• **PROBLEM TO SOLVE**:
Find each line in the items below that contains the word "surface", and copy every such line.

• **Data entries**:
_ _ _ _ _
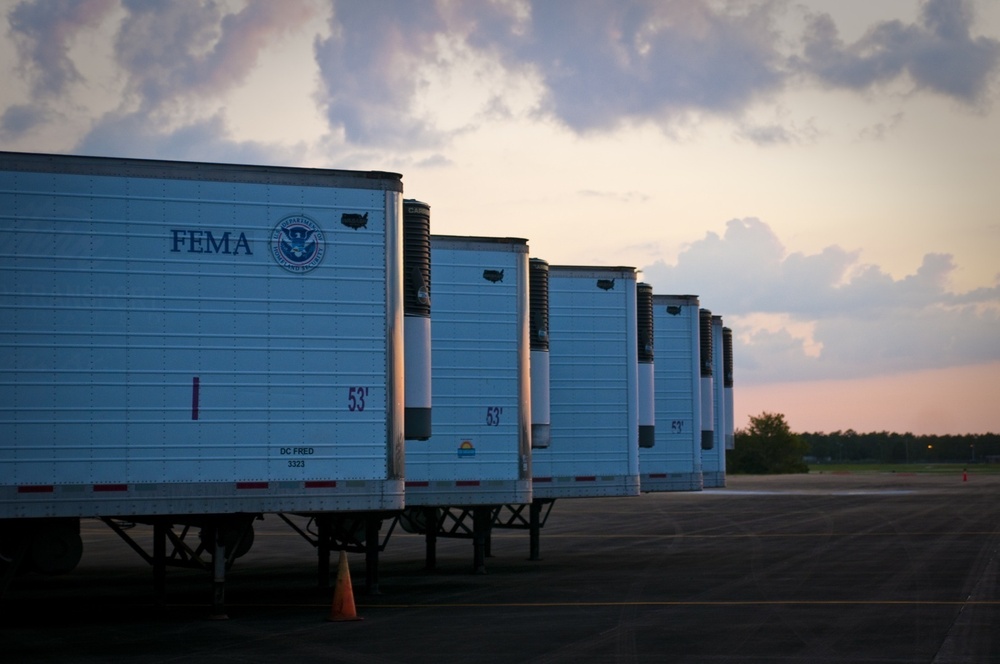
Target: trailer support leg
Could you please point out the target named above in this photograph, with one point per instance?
(160, 561)
(373, 523)
(534, 530)
(430, 537)
(218, 575)
(323, 548)
(482, 517)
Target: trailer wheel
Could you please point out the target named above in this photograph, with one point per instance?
(56, 546)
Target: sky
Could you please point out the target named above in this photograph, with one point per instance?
(823, 174)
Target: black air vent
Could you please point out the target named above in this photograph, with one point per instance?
(416, 258)
(705, 338)
(644, 318)
(538, 303)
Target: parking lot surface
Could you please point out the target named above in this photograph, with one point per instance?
(895, 567)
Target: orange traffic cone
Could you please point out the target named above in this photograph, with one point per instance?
(343, 594)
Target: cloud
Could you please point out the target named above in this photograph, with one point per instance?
(140, 135)
(938, 54)
(370, 70)
(862, 321)
(193, 48)
(604, 62)
(44, 32)
(22, 118)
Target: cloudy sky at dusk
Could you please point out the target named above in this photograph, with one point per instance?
(824, 174)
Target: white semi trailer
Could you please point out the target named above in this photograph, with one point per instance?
(674, 463)
(479, 456)
(594, 388)
(196, 344)
(713, 461)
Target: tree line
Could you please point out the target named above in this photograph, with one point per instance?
(885, 447)
(768, 446)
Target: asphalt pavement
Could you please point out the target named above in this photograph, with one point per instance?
(894, 567)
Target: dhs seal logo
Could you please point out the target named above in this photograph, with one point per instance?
(297, 244)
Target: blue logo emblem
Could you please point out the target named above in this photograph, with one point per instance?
(297, 243)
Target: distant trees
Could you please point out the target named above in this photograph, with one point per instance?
(885, 447)
(766, 447)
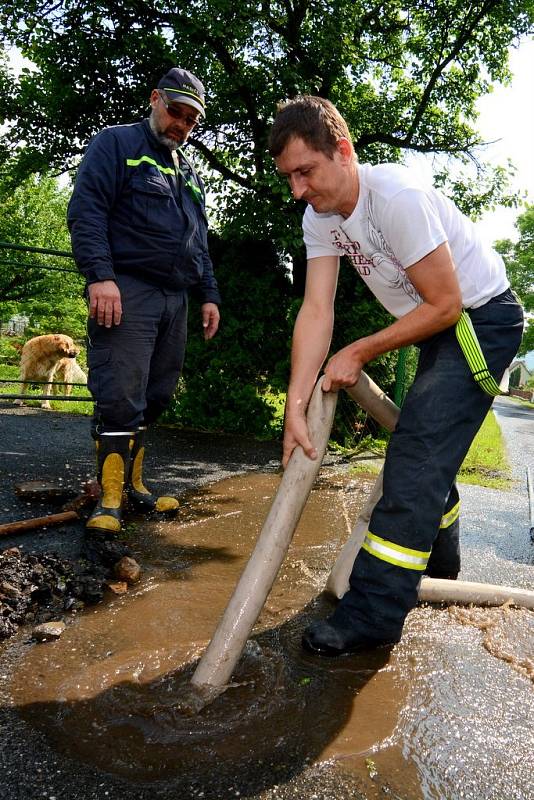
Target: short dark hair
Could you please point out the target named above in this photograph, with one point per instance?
(313, 119)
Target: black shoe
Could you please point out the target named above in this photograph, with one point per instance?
(325, 638)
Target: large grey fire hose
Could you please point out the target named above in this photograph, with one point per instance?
(223, 652)
(218, 662)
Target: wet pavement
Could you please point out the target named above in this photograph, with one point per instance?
(448, 713)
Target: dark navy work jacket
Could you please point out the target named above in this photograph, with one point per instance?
(132, 212)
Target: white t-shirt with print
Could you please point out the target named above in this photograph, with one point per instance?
(396, 222)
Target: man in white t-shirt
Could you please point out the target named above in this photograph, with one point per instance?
(425, 262)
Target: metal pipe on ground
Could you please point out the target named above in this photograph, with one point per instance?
(432, 590)
(439, 590)
(530, 503)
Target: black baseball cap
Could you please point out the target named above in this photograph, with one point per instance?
(181, 86)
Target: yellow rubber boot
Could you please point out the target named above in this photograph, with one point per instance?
(113, 458)
(142, 498)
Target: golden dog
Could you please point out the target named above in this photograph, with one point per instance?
(50, 358)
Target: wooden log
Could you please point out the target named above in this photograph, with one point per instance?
(37, 522)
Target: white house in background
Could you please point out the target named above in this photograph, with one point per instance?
(519, 374)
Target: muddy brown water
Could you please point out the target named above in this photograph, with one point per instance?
(447, 713)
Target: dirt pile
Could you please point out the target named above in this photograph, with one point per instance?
(38, 587)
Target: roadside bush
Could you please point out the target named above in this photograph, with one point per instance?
(227, 381)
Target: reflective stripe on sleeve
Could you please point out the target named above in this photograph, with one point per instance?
(134, 162)
(451, 516)
(394, 553)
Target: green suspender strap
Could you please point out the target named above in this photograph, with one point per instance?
(467, 338)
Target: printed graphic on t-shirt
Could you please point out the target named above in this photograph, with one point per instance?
(378, 264)
(352, 251)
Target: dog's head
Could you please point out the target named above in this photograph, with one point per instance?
(65, 345)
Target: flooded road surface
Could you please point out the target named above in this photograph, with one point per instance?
(447, 713)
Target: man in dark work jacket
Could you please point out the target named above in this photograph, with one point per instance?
(139, 237)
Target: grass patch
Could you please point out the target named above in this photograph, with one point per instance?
(486, 463)
(11, 371)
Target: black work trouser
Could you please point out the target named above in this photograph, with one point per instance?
(134, 366)
(441, 415)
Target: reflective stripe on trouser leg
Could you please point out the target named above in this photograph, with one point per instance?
(404, 557)
(440, 417)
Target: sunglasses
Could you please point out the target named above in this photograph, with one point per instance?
(176, 113)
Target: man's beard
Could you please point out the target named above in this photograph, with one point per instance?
(172, 144)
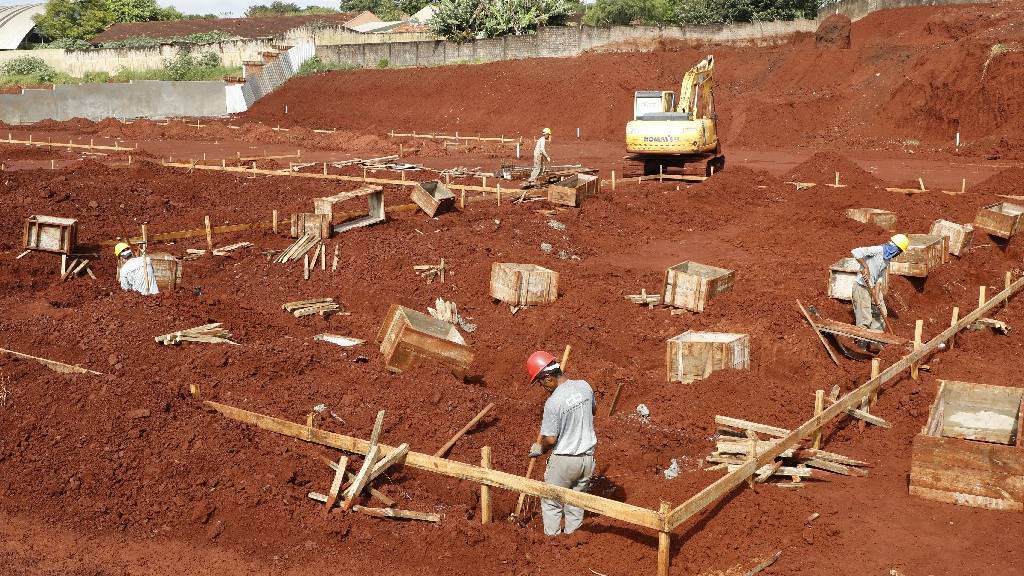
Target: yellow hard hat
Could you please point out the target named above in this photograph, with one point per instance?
(901, 241)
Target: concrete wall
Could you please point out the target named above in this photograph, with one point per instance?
(154, 98)
(572, 41)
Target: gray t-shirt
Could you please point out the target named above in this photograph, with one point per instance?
(877, 263)
(568, 414)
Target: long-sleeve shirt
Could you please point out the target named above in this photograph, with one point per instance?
(873, 256)
(541, 150)
(133, 278)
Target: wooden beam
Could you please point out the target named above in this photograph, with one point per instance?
(448, 445)
(737, 477)
(612, 508)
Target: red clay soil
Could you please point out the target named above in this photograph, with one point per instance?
(124, 472)
(911, 78)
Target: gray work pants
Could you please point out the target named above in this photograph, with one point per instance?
(865, 314)
(567, 471)
(538, 167)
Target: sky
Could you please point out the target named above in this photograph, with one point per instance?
(226, 7)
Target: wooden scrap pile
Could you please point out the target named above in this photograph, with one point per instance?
(431, 271)
(449, 312)
(346, 487)
(208, 333)
(739, 441)
(323, 306)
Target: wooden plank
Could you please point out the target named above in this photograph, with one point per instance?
(398, 513)
(612, 508)
(448, 445)
(738, 477)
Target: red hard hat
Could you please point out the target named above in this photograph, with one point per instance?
(538, 362)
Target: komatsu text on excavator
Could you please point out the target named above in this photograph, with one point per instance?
(665, 133)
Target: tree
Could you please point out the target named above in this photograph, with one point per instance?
(84, 18)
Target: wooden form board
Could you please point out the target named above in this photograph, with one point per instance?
(1001, 219)
(926, 253)
(573, 190)
(433, 198)
(50, 234)
(853, 399)
(882, 218)
(843, 275)
(693, 356)
(409, 336)
(612, 508)
(957, 237)
(522, 285)
(689, 285)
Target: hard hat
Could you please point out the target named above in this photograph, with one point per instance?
(537, 363)
(901, 241)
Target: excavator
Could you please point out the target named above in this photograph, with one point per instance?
(667, 133)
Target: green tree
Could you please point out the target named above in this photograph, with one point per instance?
(84, 18)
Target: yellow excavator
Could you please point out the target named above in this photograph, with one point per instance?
(665, 133)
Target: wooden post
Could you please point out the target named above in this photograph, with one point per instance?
(918, 327)
(952, 322)
(485, 511)
(664, 543)
(819, 405)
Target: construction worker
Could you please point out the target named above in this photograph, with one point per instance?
(541, 155)
(131, 273)
(868, 301)
(567, 429)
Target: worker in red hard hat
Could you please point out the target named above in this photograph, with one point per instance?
(566, 429)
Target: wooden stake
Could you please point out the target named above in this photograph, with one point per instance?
(952, 322)
(918, 328)
(664, 543)
(819, 405)
(485, 511)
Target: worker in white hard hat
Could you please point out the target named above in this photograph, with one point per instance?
(868, 299)
(135, 273)
(541, 155)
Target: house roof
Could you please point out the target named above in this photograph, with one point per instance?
(16, 23)
(261, 27)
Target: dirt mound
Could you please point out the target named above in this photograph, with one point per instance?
(834, 32)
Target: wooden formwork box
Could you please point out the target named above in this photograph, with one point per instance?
(926, 253)
(970, 452)
(573, 190)
(689, 285)
(882, 218)
(50, 234)
(957, 236)
(693, 356)
(433, 198)
(1001, 219)
(522, 285)
(317, 225)
(843, 275)
(409, 337)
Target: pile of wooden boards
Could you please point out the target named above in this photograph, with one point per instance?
(323, 306)
(739, 441)
(209, 333)
(346, 493)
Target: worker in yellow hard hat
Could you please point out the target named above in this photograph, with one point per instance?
(868, 296)
(541, 155)
(135, 273)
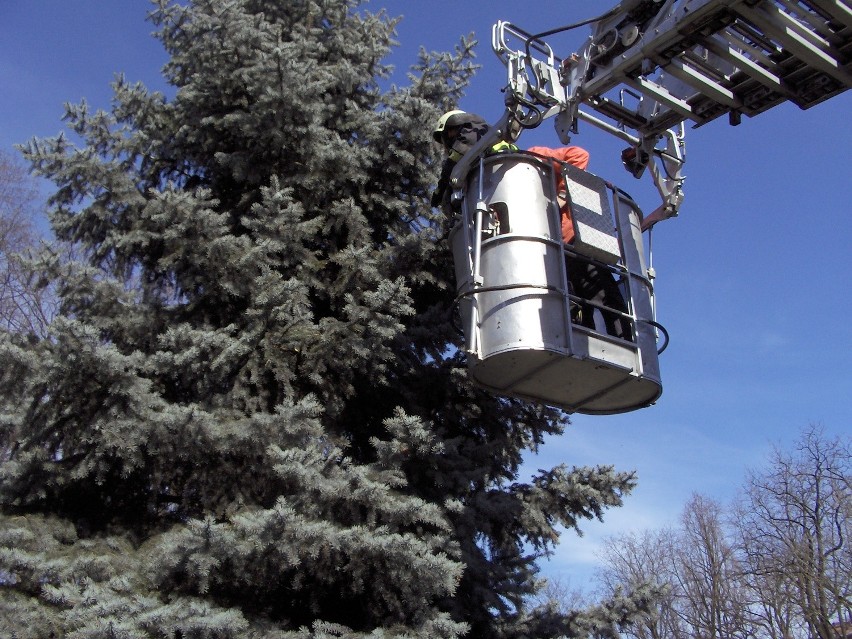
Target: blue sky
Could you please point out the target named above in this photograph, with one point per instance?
(754, 281)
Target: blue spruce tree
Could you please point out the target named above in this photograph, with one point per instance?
(250, 418)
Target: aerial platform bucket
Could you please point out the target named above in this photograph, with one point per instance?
(514, 296)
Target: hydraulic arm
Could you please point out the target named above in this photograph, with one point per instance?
(650, 66)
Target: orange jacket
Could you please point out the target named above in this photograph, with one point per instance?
(572, 155)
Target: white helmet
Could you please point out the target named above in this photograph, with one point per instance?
(449, 119)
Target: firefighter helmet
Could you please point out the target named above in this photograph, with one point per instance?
(449, 119)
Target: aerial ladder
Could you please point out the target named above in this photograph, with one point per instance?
(649, 68)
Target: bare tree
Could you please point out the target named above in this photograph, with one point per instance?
(794, 527)
(632, 559)
(711, 597)
(26, 306)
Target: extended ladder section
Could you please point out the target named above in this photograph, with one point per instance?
(652, 64)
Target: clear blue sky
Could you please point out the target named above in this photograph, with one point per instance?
(754, 278)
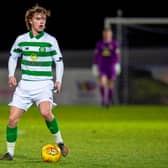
_ _ _ _ _
• **SOLUTION BELOW**:
Target: parking lot surface
Target: flooded road surface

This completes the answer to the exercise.